:: Task prompt ::
Copy the records below again from their start up to and including the line that contains "[[[1,53],[38,53],[33,39],[25,34],[16,34],[0,47]]]", keeping every line and its labeling instructions but shifting each polygon coordinate in the outline answers up by 118. Leave the pictures out of your copy.

:: Task inputs ::
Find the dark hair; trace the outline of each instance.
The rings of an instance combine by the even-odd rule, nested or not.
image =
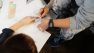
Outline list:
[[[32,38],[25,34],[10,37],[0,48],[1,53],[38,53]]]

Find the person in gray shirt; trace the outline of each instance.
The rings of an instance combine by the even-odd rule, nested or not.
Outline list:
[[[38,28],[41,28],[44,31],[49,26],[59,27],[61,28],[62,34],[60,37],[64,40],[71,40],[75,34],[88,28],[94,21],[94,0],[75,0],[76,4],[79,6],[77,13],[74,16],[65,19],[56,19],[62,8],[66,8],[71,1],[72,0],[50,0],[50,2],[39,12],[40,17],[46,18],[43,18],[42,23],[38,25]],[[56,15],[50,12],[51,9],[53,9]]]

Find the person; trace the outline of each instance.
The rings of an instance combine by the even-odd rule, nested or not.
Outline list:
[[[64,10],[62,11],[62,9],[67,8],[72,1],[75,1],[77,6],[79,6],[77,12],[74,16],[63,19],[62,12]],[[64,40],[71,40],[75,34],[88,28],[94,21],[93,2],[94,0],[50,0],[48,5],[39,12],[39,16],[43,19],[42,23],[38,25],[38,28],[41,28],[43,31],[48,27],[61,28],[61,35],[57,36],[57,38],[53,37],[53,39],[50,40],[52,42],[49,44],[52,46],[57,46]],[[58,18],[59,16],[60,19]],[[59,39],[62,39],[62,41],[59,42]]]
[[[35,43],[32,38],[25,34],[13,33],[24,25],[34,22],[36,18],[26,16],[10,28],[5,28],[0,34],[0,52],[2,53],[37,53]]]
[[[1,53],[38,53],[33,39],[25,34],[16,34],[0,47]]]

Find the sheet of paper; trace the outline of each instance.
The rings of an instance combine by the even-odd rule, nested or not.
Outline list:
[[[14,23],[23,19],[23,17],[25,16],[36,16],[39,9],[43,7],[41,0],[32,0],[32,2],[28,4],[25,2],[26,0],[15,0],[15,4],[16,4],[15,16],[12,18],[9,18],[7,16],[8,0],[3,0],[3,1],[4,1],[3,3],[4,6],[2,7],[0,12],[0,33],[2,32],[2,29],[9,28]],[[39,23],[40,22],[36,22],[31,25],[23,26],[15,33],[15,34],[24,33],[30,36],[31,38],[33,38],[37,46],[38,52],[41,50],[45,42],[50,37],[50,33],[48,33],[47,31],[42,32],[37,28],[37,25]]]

:: Solved problem ::
Find the dark hair; trace the outline of each instance.
The rings of an instance combine by the even-odd rule, nested or not.
image =
Outline list:
[[[150,156],[143,152],[128,155],[118,166],[119,171],[156,171]]]

Find the person in gray shirt; trace the outline of each instance.
The rings of an instance combine by the even-odd rule, nested or not.
Outline list:
[[[156,146],[159,146],[162,149],[167,144],[177,145],[179,146],[180,152],[178,155],[182,158],[189,158],[193,152],[206,146],[212,139],[212,118],[193,118],[194,122],[197,124],[195,131],[192,134],[183,137],[174,137],[180,126],[184,126],[189,119],[190,118],[168,118],[168,120],[157,130],[158,135],[164,136],[161,136],[160,141],[156,143]],[[174,133],[168,130],[169,127],[171,127]]]

Find the person; trace the outline of each instance.
The rings of an instance combine by the even-odd rule, nested or not.
Outline list:
[[[182,128],[180,129],[180,127],[185,126],[190,119],[193,119],[195,124],[197,124],[195,130],[192,134],[181,137],[180,130]],[[182,158],[189,158],[193,152],[206,146],[212,139],[211,120],[212,118],[168,118],[166,123],[157,130],[157,134],[161,137],[160,141],[156,143],[156,146],[159,146],[161,149],[166,145],[179,146],[179,153],[175,154],[175,156],[171,155],[171,157],[168,158],[170,160],[167,162],[170,164],[175,164]],[[176,136],[177,134],[178,137]],[[177,157],[180,157],[180,159],[177,160]]]
[[[153,161],[150,156],[143,152],[131,151],[142,143],[152,140],[154,136],[144,134],[128,146],[123,146],[118,152],[118,170],[120,171],[155,171]]]
[[[119,171],[156,171],[151,157],[143,152],[134,152],[118,165]]]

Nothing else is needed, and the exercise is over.